### [PROMPT]
List each line of the records that contains the string "coordinates". Case counts.

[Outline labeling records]

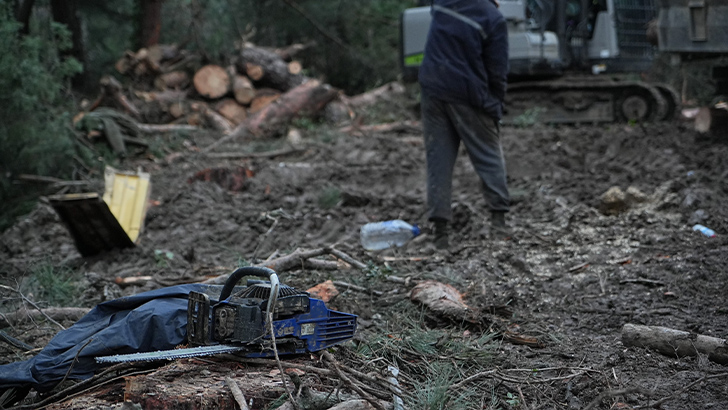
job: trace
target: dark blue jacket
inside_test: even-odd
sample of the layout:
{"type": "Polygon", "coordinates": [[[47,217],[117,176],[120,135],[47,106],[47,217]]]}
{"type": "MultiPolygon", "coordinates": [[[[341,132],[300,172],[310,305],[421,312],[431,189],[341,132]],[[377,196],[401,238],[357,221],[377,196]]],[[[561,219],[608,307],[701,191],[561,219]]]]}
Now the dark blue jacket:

### [COMPLETE ANSWER]
{"type": "Polygon", "coordinates": [[[47,217],[117,176],[120,135],[47,106],[47,217]]]}
{"type": "MultiPolygon", "coordinates": [[[[341,132],[300,172],[310,305],[421,312],[431,189],[341,132]],[[377,196],[401,238],[357,221],[377,196]]],[[[561,219],[608,307],[701,191],[561,219]]]]}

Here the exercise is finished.